# [Problem]
Copy out the entries below, swapping "Mark a point on" for "Place a dot on" everywhere and leaving the rest as it is.

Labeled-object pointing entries
────────

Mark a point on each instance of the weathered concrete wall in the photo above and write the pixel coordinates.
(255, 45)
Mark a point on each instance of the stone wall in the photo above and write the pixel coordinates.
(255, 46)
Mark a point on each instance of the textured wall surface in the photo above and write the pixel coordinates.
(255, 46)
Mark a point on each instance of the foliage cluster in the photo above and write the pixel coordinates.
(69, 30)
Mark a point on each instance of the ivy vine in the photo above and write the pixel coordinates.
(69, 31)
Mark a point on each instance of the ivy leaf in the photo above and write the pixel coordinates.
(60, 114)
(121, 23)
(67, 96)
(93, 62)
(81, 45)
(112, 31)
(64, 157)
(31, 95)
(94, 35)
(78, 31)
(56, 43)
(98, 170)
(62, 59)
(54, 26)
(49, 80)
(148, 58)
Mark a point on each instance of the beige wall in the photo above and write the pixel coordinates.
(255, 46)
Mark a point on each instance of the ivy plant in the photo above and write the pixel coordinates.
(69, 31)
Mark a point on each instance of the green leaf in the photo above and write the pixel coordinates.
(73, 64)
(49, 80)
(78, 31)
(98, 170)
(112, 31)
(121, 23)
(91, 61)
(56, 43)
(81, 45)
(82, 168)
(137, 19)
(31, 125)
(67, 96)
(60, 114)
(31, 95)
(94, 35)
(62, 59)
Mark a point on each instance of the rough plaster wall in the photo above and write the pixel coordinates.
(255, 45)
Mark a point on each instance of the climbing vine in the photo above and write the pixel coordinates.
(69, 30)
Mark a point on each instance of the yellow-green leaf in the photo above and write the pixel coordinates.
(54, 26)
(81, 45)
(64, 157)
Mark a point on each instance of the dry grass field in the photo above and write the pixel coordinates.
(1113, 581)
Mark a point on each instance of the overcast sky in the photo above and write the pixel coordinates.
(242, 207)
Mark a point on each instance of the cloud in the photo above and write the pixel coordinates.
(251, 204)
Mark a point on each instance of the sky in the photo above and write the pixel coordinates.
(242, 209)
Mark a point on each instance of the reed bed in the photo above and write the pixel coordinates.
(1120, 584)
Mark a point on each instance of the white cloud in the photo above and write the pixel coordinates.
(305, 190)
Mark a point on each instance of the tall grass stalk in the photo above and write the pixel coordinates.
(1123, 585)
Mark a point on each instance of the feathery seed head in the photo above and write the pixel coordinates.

────────

# [Correct response]
Place a dot on each instance of the weathered concrete wall in the photo above and write the pixel coordinates.
(255, 45)
Place a dot on each instance of the stone wall in the photo above and write the pixel coordinates.
(255, 46)
Place a dot on each instance of the textured wall surface in the photo above and write the pixel coordinates.
(255, 46)
Place a dot on each instance of the foliage cluster in the photo above and write the pixel coordinates.
(69, 30)
Place a dot on each instance of the ivy vine in the photo above and write the pixel coordinates.
(69, 31)
Place a dot on each instance of the ivy leaf in the photo above and write the pixel coordinates.
(60, 114)
(121, 23)
(67, 96)
(93, 62)
(81, 45)
(112, 31)
(64, 157)
(31, 95)
(94, 35)
(78, 31)
(56, 43)
(98, 170)
(62, 59)
(54, 26)
(49, 80)
(148, 58)
Place a dot on each instance of the beige wall in the photo above and write the pixel coordinates.
(255, 46)
Place a dot on each instance of the ivy plant in the photo above and write the pixel coordinates.
(69, 31)
Place a dot on each instance of the green leaf in the photo above and write the pixel coordinates.
(73, 64)
(49, 80)
(78, 31)
(98, 170)
(112, 31)
(121, 23)
(91, 61)
(56, 43)
(81, 45)
(82, 168)
(137, 19)
(31, 125)
(67, 96)
(60, 114)
(31, 95)
(94, 35)
(62, 59)
Place a dot on each instance of the rough plaster wall in the photo above and write the pixel coordinates.
(255, 45)
Place a dot on each instance of the climbing vine in the photo above and write the pixel coordinates.
(69, 30)
Place a dot on each instance of the yellow-green leaf in the photo above and write the pixel coordinates.
(54, 26)
(81, 45)
(64, 157)
Place a dot on each instance of the dry grass field in the photo above and write the pixel coordinates.
(1113, 581)
Place a dot on each instance of the overcast sky in the photo above and write the pixel coordinates.
(242, 207)
Place a dot on each instance of the cloud in the photo above and write the pixel coordinates.
(251, 204)
Place a dot on each instance of the sky in the photo above and write the pixel coordinates.
(242, 209)
Place a dot on each instance of the reed bed in the photo above and write the pixel coordinates.
(1120, 584)
Place a dot on each instance of the white cloud in the photo above and write the pixel coordinates.
(305, 190)
Place a dot on each instance of the tall grass stalk in the photo above and write the pixel coordinates.
(1123, 585)
Place a dot on each instance of the feathery seed head in the photo above and write the pixel coordinates.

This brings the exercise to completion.